— Start Given records —

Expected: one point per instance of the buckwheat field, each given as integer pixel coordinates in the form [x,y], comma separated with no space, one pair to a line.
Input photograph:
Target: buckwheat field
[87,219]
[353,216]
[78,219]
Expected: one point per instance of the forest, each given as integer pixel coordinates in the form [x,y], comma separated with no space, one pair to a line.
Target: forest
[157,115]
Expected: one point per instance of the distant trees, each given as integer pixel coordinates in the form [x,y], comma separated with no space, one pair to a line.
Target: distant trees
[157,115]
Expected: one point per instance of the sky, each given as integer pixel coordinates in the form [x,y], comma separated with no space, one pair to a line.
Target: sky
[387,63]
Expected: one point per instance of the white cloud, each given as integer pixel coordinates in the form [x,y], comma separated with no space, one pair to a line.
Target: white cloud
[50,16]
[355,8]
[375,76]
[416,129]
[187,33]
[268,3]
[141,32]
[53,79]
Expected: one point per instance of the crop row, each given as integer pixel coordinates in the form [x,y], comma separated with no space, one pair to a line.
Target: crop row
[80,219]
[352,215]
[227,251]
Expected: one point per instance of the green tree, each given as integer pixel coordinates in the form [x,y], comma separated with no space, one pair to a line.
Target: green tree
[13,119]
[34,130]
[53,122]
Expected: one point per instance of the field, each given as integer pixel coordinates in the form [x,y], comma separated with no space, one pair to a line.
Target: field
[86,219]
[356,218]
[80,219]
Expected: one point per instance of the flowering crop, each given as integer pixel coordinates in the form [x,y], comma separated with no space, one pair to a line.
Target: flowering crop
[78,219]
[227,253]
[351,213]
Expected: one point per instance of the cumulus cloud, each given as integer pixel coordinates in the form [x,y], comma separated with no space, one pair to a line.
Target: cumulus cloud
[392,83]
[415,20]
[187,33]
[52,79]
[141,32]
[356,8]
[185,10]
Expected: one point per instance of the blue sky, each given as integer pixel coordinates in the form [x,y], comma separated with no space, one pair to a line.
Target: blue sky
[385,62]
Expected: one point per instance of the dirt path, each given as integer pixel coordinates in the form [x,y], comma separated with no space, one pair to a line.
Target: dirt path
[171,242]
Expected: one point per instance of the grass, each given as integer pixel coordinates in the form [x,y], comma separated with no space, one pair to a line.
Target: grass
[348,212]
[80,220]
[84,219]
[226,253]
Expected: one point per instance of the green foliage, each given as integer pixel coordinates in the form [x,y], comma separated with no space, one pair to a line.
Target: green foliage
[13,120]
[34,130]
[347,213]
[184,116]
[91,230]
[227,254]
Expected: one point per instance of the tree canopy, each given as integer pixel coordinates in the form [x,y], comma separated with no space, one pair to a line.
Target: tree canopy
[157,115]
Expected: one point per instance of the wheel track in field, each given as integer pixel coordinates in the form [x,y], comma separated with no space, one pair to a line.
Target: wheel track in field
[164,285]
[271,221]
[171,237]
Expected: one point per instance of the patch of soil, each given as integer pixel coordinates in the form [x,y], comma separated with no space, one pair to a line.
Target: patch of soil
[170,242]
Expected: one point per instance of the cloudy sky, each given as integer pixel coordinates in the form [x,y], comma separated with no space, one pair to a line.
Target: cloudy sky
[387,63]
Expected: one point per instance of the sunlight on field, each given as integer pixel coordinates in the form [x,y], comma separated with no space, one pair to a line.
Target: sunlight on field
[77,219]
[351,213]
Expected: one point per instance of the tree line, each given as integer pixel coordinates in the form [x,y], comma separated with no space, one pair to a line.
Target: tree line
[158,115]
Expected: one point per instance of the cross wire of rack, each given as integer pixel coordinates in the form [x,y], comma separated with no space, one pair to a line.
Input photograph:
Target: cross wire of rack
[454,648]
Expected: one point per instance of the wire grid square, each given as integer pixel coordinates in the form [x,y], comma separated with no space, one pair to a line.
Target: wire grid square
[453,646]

— End Given records —

▸ **Instruction**: Reproduce each record shown above without altering a single word.

▸ **Written response**:
Expected: one point per instance of the buckwheat field, each given as integer pixel coordinates in the form [x,y], comma separated with no space, one pair to a line.
Input photograph:
Target: buckwheat field
[87,219]
[353,216]
[78,219]
Expected: one point per instance of the forest, each given as integer pixel coordinates in the form [x,y], comma separated with no space, one pair to a line.
Target: forest
[157,115]
Expected: one point per instance of the distant trees, each given as integer pixel coordinates in the form [x,y], comma separated with no space, one pair to a line.
Target: distant trees
[157,115]
Expected: one point per instance of the sky, each given as integer pixel coordinates in the form [x,y], comma separated with no space, one pair to a line.
Target: sky
[387,63]
Expected: one point per instance of the white cloud, each given as integer pixel coordinates in the form [x,y], comma separated with no space, one pair to a line.
Target: white cloud
[50,16]
[355,8]
[375,76]
[416,129]
[187,33]
[268,3]
[141,32]
[53,79]
Expected: one point per instance of the crop row, each given as integer pixel coordinates in the form [x,y], comma separated with no space, one pair to a line.
Target: crop row
[80,219]
[352,215]
[227,251]
Expected: one point per instance of the green tree, each given as integer pixel coordinates in the form [x,y], comma separated with no space, one pair to a line.
Target: green tree
[13,119]
[34,130]
[53,122]
Expected: one point per instance of the field, each given as integer pixel coordinates in the form [x,y], comma separated with no space, one pair to a line.
Target: field
[86,219]
[356,218]
[80,219]
Expected: one point per instance of the flowering crop, each given as integer pixel coordinates in the form [x,y], comma separated with no space, one pair to a line.
Target: flowering crop
[78,219]
[227,253]
[351,213]
Expected: one point per instance of the cumulus cloud, each given as integer pixel coordinates in the form [x,y], comma separated with no space, one pair to a line.
Target: cumulus cloud
[392,83]
[415,20]
[187,33]
[52,79]
[141,32]
[356,8]
[185,10]
Expected: one point per instance of the blue sky, each given as integer pixel coordinates in the form [x,y], comma separated with no space, one pair to a line.
Target: blue sky
[385,62]
Expected: one point per instance of the dirt path, each given as integer pixel coordinates in the form [x,y], comma separated with no space, one pair to a line.
Target: dirt path
[171,242]
Expected: one point per instance of the grass, each given as integer pixel coordinates in the form [x,y], comma separated with no space, one pair to a line.
Target: grass
[348,212]
[80,220]
[84,219]
[226,253]
Expected: one point per instance of the green foliage, each given as integer pixel coordinates in the form [x,y], comma separated with no space, one pair to a line.
Target: green foliage
[13,120]
[34,130]
[347,213]
[184,116]
[91,230]
[227,254]
Expected: one point per instance of the tree canopy, each given as integer pixel coordinates in the form [x,y], comma separated with no space, one pair to a line.
Target: tree canopy
[157,115]
Expected: one point per instance of the wheel track in field, each given as integer pixel coordinates in the form [x,y], comma separated with no space, one pair to a line.
Target: wheel track in field
[164,285]
[271,221]
[171,237]
Expected: one point per instance of the patch of soil, each given as integer pixel coordinates in the form [x,y], comma separated with no space, one pair to a line.
Target: patch of soil
[170,242]
Expected: one point per instance of the cloudy sky, each given as integer pixel coordinates in the form [x,y], comma separated with no space, one pair to a line.
Target: cloudy sky
[387,63]
Expected: one point per instance of the sunlight on field, each given as integer pixel coordinates in the form [x,y], comma separated with no space, one pair to a line.
Target: sunlight on field
[77,219]
[351,213]
Expected: one point per instance of the tree line, each given as integer pixel coordinates in the form [x,y], comma separated with no space, one pair to a line.
Target: tree line
[158,115]
Expected: one point per instance of the cross wire of rack, each given as integer pixel coordinates in the form [x,y], comma separated with no space, one pair to a line.
Input photograph:
Target: cross wire of rack
[454,648]
Expected: one point per instance of the wire grid square, each given as integer pixel coordinates in the form [x,y], comma separated with no space, one pair to a line.
Target: wire grid square
[453,646]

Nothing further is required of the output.